- **Consigne écrite a**
Citez à l'identique les lignes des enregistrements comprises entre celle qui contient « Where can the lawn » et celle qui contient « pixel 196 520 », ces deux lignes incluses.

L’hiver s’était passé, pour les soldats du nord, à s’organiser, s’exercer, s’approvisionner. De plus ils avaient élevé autour de Washington une série d’ouvrages, de forts détachés, pour nous servir d’une expression connue, qui, armés d’une puissante artillerie, mettaient la capitale à l’abri d’un coup de main, quand même l’armée du Potomac eût été absente. La construction de ces ouvrages donnait à penser à ceux qui cherchaient à deviner les projets du général ; mais tout était depuis longtemps si calme à Washington que ce n’était qu’en passant que l’on s’arrêtait à l’idée d’une entrée en campagne. L’ennemi occupait toujours en grande force ses positions de Manassas et de Centreville, et depuis six mois il n’y avait eu entre les deux armées que des escarmouches de peu d’importance.

(Annotations par points pour photos)
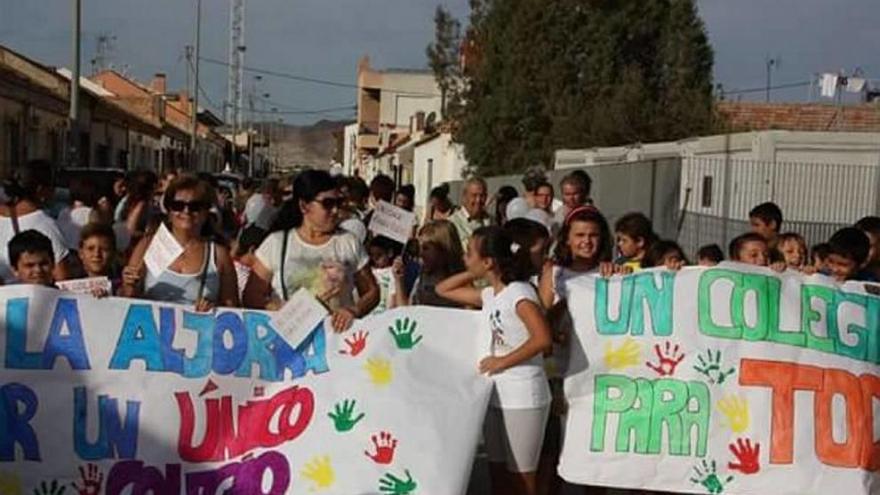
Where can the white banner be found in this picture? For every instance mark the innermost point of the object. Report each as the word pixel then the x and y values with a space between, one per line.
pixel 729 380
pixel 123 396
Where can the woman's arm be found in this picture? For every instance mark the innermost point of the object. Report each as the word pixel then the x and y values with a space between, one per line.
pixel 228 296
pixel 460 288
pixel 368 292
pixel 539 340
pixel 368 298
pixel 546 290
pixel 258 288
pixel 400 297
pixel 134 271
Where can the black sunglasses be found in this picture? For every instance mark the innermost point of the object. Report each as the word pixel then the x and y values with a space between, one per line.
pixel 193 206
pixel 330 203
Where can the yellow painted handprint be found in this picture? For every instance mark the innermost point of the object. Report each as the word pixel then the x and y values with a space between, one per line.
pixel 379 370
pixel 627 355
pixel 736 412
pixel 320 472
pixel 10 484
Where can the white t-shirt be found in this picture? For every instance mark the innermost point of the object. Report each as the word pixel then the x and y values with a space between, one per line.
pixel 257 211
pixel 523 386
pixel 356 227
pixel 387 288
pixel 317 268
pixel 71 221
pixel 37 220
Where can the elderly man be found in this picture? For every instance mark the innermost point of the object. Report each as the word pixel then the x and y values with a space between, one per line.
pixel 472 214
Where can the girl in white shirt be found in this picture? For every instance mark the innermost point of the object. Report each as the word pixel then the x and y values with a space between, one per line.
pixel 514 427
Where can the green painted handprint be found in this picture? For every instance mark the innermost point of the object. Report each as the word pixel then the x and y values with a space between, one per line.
--
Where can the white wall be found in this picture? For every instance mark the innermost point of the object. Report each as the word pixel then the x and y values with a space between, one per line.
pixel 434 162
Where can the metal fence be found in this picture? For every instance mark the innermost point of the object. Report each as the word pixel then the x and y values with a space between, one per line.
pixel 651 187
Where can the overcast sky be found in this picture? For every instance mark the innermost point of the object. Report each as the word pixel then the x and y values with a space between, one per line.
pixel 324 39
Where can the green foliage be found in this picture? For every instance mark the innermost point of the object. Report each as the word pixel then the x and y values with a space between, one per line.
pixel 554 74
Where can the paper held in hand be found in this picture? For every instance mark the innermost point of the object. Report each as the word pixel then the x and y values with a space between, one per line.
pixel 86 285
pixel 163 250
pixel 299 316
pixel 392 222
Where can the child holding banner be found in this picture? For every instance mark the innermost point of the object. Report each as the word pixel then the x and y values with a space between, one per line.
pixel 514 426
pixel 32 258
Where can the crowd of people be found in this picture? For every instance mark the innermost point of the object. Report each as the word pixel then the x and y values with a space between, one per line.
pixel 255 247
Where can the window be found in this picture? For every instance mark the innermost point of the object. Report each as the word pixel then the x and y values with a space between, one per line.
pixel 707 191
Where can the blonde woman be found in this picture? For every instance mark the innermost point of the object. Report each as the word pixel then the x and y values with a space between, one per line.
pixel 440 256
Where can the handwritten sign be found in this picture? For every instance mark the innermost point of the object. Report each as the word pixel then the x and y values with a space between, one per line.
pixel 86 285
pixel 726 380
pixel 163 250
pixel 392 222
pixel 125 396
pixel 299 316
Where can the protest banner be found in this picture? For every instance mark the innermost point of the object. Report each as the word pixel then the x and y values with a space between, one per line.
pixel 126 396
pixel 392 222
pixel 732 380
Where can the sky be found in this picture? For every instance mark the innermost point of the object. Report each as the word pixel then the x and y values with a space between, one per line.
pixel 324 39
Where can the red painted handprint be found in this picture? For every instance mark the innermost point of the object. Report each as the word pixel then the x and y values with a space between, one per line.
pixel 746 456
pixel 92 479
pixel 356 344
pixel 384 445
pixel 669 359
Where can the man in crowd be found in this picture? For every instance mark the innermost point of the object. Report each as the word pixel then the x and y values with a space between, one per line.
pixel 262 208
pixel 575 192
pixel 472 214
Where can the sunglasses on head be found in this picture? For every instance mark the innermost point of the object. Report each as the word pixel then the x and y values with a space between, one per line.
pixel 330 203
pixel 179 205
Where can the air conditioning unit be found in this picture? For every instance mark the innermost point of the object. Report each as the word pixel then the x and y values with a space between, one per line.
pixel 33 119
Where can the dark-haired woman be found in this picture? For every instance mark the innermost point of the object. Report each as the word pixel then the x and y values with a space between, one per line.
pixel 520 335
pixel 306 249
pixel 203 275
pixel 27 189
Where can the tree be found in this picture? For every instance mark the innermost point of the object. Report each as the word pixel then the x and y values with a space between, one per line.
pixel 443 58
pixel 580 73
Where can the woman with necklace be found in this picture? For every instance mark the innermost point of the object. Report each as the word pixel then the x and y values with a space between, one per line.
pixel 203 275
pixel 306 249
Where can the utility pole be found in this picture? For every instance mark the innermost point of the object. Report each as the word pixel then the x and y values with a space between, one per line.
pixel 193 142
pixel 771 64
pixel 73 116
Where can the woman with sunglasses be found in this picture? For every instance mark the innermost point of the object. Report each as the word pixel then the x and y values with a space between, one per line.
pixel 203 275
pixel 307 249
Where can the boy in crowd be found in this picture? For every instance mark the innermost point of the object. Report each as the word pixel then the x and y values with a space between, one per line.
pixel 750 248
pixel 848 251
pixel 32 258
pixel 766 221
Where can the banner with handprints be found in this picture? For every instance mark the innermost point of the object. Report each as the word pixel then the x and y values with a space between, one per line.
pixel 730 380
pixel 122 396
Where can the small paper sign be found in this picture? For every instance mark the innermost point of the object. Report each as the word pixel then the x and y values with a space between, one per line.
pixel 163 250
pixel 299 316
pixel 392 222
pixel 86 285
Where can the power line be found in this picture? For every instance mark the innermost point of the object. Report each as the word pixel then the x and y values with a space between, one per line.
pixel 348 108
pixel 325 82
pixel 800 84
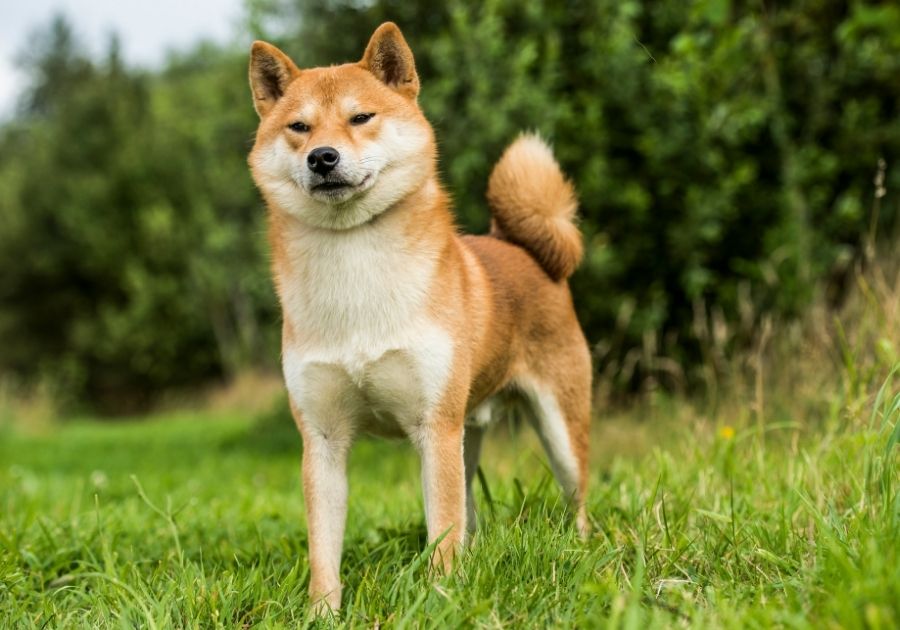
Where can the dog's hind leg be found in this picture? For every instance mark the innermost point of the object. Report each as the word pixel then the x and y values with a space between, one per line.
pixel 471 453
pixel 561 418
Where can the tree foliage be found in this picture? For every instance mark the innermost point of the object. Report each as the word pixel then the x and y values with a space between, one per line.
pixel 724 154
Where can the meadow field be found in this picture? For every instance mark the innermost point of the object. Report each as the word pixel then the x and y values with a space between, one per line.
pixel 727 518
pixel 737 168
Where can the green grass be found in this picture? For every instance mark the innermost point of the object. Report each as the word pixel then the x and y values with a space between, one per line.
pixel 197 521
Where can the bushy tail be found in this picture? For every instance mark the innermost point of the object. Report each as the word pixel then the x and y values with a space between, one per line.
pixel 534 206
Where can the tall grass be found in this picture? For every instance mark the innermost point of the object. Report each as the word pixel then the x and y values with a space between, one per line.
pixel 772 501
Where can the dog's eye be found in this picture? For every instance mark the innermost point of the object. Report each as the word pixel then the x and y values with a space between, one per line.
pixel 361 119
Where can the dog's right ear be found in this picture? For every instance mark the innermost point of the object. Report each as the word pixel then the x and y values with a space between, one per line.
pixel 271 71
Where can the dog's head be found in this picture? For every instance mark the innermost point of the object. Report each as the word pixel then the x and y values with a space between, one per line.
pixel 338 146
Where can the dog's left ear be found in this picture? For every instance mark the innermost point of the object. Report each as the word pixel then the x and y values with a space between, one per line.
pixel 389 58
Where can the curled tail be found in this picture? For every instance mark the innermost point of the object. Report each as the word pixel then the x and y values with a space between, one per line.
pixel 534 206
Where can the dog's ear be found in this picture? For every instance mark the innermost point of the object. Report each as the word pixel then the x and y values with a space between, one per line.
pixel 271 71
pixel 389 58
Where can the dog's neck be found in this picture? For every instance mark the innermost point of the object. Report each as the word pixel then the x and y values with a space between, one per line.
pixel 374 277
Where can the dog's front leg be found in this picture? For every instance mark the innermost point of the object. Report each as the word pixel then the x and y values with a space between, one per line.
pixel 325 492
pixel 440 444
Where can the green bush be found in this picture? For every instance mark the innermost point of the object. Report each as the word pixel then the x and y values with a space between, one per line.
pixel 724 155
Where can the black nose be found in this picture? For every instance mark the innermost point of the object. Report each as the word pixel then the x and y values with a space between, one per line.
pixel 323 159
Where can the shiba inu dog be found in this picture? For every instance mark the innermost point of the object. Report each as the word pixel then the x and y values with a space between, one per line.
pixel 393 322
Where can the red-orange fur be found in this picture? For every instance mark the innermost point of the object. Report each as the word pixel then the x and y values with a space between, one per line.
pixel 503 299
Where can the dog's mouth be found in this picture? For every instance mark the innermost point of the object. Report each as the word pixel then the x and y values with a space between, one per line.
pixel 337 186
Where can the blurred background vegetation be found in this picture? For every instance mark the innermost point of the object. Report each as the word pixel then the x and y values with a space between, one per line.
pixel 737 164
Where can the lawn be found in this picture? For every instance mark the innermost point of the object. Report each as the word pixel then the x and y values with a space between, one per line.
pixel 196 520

- **Consigne écrite b**
Reproduisez fidèlement le passage du texte fourni situé entre « L’hiver s’était passé, pour » et « de peu d’importance. », ces deux extraits compris.

- **Réponse demandée a**
Where can the lawn be found in this picture? For every instance mark the innermost point of the object. Report each as the word pixel then the x and y values with a space between, one per line.
pixel 196 520

- **Réponse demandée b**
L’hiver s’était passé, pour les soldats du nord, à s’organiser, s’exercer, s’approvisionner. De plus ils avaient élevé autour de Washington une série d’ouvrages, de forts détachés, pour nous servir d’une expression connue, qui, armés d’une puissante artillerie, mettaient la capitale à l’abri d’un coup de main, quand même l’armée du Potomac eût été absente. La construction de ces ouvrages donnait à penser à ceux qui cherchaient à deviner les projets du général ; mais tout était depuis longtemps si calme à Washington que ce n’était qu’en passant que l’on s’arrêtait à l’idée d’une entrée en campagne. L’ennemi occupait toujours en grande force ses positions de Manassas et de Centreville, et depuis six mois il n’y avait eu entre les deux armées que des escarmouches de peu d’importance.